DOCUMENT EXCERPT ::
****************************************

Skip to content

School of Geography and the Environment

University of Oxford
School of Geography and the Environment

 School of Geography and the Environment

Professor David S.G. Thomas

Academic Profile

David Thomas is a geomorphologist by training and pursues research interests in arid environmental systems, Quaternary climate and environmental change, and contemporary and future climate change and development. He was elected Professor of Geography and a Professorial Fellow of Hertford College in 2004. He gained his BA, Cert.Ed. and D.Phil. at Oxford (1977-84). In the intervening years he progressed from Lecturer to Professor of Geography (1994) at the University of Sheffield, where he was also director of The Sheffield Centre for International Drylands Research. He holds or has held a number of senior positions within the research community including Vice President of the Royal Geographical Society (2002-5) and Chair of the British Geomorphological Research Group (2002-3). He has sat on Royal Society and Geological Society committees and is a Director of the CHANGES (Carbon, Hydrology and Global Environmental Systems) research collaborative funded by UNESCO, ICSU, IUGS, and IGCP. He is currently leader of IGCP project 500 (Dryland change, past present future), Geography and Earth Sciences editor of the Journal of Arid Environments and is on the editorial book of a number of other journals and book series. His books include the highly acclaimed The Kalahari Environment (CUP, 1991, with Paul Shaw), and Desertification: Exploding the Myth, (Wiley, 1994, with Nick Middleton).

To date David has been principal or co-investigator on research grants totally over £6 million, funded from sources including UK research councils, (NERC, ESRC), the Royal Society, Leverhulme Trust, and other agencies and charities. He has authored over 80 articles in peer-reviewed journals. He co-authored both editions of the World Atlas of Desertification (Edward Arnold, 1992 and 1997, with Nick Middleton), and is editor of Arid Zone Geomorphology (Wiley 1997), the leading textbook on dryland geomorphology, for which a third edition is now in preparation. In 2000 he joined Andrew Goudie to edit the third edition of The Dictionary of Physical geography (Blackwell).

His research interests have generated working links with scientists in many countries, with links to South Africa, Botswana, Namibia Mozambique and the United Arab Emirates particularly active at present. His activities have been recognised by the award of an Honorary Professorship at the University of Cape Town (2006) and in 2005 the first Oman-Thesiger Research Fellowship of the Royal Geographical Society.

He has given numerous plenary and key note addresses at major international conferences, including at The International Geographical Union Congress, Durban (2002), the 16th INQUA Congress, Reno (2003), the the Southern African Quaternary Association (SASQUA) Conference Bloemfontein (2005), the 2nd Southern Deserts Conference, Arica, Chile (2005) and at the first South African National Climate Change Conference, Midrand (2005), and at the 'Desertification and the international policy imperative' conference, organised by the United Nations, in Algiers (2006).

He supervised 18 PhDs to successful completion at Sheffield, has supervised 4 completed doctorates at Oxford and is currently supervisor of 9 D.Phil. students.

He is a member of the Geography and Environmental Studies sub-panel (H-32) for the 2008 UK Research Assessment Exercise.

He is currently organising the 3rd Southern Deserts Conference - Kalahari 2008 to be held in South Africa from the 16th-19th September 2008.

Current Research

Dave Thomas's current research interests are in the areas of dryland environments, climate and environmental change, placing particular emphasis on the value of rigorous fieldwork, backed up with appropriate laboratory, analytical and modelling methods. Many field seasons have been spent working on Quaternary environmental change and aeolian process questions in and around the margins of deserts in Africa and other continents. This contributed to a growing awareness of the power of modern environmental changes, especially those linked to human actions, an interest that in recent years has expanded to include collaborative research with social scientists.

****************************************

TASKS TO PERFORM ::
1 > What is the Spanish for this sentence from the academic profile: "He was elected Professor of Geography and a Professorial Fellow of Hertford College in 2004."?
2 > Would you set down, word for word, everything in the academic profile from "His research interests" down to "Royal Geographical Society."?

MATERIAL SHOWN ::
****************************************

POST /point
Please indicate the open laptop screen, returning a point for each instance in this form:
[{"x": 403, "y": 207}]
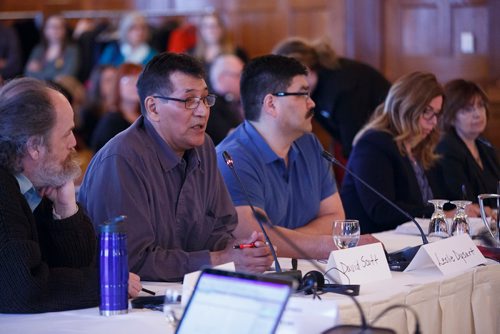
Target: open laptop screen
[{"x": 229, "y": 302}]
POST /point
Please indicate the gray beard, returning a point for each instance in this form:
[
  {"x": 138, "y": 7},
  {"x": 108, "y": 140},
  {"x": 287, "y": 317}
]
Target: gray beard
[{"x": 53, "y": 174}]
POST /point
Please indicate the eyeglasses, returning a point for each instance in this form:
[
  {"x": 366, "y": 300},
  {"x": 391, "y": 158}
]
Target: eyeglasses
[
  {"x": 305, "y": 94},
  {"x": 429, "y": 113},
  {"x": 191, "y": 102},
  {"x": 469, "y": 110}
]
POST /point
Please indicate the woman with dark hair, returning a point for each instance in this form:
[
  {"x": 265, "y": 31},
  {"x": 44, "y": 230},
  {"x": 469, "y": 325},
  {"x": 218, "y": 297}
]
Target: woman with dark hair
[
  {"x": 469, "y": 165},
  {"x": 55, "y": 55},
  {"x": 394, "y": 153},
  {"x": 126, "y": 109}
]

****************************************

WORKED ANSWERS ::
1 > En 2004 fue elegido profesor de Geografía y miembro profesoral del Hertford College.

2 >
His research interests have generated working links with scientists in many countries, with links to South Africa, Botswana, Namibia Mozambique and the United Arab Emirates particularly active at present. His activities have been recognised by the award of an Honorary Professorship at the University of Cape Town (2006) and in 2005 the first Oman-Thesiger Research Fellowship of the Royal Geographical Society.